The response must be made up of the lines in the entries below that contain "before".

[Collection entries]
———
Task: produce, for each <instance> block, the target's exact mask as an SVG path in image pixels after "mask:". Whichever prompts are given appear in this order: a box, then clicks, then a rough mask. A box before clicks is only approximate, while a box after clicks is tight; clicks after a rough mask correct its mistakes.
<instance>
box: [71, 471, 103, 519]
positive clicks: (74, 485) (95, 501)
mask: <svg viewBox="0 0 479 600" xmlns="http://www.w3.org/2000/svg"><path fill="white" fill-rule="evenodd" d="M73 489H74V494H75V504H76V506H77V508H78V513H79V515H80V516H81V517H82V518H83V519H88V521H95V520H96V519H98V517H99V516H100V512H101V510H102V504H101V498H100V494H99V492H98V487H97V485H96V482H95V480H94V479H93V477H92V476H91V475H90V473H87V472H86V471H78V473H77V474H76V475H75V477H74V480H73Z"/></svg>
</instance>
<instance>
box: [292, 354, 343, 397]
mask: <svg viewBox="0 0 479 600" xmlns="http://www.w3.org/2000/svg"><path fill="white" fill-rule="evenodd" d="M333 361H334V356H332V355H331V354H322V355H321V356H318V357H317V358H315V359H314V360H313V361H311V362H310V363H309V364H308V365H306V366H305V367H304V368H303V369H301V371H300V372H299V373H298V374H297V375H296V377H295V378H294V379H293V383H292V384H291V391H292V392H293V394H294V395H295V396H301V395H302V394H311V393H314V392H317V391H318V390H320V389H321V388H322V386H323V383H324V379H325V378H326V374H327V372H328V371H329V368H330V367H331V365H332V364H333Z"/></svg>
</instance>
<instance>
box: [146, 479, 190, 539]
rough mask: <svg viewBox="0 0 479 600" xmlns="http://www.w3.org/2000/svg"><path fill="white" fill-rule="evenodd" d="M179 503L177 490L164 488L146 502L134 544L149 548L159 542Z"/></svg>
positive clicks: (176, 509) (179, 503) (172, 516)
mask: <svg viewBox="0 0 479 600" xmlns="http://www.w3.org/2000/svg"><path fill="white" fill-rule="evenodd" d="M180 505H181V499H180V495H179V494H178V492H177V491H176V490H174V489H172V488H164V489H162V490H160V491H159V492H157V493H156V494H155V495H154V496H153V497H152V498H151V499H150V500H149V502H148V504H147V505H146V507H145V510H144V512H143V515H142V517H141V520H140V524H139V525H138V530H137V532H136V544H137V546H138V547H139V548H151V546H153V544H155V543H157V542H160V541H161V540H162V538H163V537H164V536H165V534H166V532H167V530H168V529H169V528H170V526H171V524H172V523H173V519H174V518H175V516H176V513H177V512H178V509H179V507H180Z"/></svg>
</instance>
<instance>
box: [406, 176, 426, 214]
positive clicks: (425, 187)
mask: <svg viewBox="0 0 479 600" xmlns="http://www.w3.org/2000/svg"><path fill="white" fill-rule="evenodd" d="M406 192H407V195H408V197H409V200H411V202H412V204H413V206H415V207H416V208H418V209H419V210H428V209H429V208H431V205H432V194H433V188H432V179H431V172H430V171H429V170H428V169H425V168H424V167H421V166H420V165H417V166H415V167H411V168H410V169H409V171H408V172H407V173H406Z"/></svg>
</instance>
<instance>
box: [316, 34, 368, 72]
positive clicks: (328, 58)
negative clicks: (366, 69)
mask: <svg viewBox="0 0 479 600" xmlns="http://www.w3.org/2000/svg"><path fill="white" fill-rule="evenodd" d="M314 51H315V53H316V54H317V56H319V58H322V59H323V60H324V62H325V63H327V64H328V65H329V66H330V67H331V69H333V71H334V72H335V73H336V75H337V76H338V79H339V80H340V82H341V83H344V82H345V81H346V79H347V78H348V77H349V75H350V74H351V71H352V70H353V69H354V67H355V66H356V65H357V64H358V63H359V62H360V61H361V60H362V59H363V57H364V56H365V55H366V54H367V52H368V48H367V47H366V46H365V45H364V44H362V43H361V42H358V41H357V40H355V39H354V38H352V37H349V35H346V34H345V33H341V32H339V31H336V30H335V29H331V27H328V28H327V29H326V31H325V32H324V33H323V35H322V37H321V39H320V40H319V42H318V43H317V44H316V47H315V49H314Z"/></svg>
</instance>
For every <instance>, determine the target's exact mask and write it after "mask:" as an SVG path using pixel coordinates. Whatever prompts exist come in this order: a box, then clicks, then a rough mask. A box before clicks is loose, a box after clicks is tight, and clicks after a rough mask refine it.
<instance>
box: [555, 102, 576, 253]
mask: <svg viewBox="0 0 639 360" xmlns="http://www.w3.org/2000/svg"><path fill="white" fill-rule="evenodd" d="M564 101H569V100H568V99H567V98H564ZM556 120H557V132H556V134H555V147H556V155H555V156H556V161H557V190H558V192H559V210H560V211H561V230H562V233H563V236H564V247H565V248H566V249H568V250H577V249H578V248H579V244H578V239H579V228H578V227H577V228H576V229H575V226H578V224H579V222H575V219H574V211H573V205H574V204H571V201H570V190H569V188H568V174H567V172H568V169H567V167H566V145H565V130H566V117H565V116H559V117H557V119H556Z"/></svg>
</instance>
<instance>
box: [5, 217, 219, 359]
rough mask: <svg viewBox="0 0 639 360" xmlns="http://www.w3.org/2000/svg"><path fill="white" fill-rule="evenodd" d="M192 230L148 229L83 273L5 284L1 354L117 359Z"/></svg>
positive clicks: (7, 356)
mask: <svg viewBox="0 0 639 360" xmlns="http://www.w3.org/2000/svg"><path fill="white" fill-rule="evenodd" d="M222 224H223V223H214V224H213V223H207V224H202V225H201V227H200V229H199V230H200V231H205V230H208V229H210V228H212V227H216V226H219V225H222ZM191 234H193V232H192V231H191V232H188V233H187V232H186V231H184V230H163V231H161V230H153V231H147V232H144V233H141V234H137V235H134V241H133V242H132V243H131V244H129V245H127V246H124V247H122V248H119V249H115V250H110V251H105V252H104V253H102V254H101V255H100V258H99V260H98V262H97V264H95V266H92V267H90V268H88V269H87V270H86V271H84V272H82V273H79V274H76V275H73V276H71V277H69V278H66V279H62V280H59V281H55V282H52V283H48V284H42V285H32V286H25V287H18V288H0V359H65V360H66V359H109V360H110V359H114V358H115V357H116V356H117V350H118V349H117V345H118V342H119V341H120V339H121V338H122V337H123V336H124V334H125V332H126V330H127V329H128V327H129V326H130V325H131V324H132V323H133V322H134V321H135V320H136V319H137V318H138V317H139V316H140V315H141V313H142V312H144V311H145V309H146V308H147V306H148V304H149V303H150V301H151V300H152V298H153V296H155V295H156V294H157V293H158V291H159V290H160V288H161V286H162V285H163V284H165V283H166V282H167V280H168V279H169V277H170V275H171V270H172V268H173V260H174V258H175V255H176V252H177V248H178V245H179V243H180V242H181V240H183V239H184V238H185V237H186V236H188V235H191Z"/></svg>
———
# ANSWER BOX:
Task: produce, for each <instance> block, the target's exact mask as an SVG path in image pixels after "mask:". Whichever prompts are given appear in this order: a box, then clicks, then a rough mask. A box before clicks is only approximate, while a box after clicks is tight; clicks after a rough mask correct its mistakes.
For every <instance>, determine the target's exact mask and write it after "mask:" as an SVG path using pixel coordinates. Whatever prompts exist come in this order: a box, then clicks, then a rough mask. A box before clicks is loose, a box after clicks is tight, and clicks after a rough mask refine it.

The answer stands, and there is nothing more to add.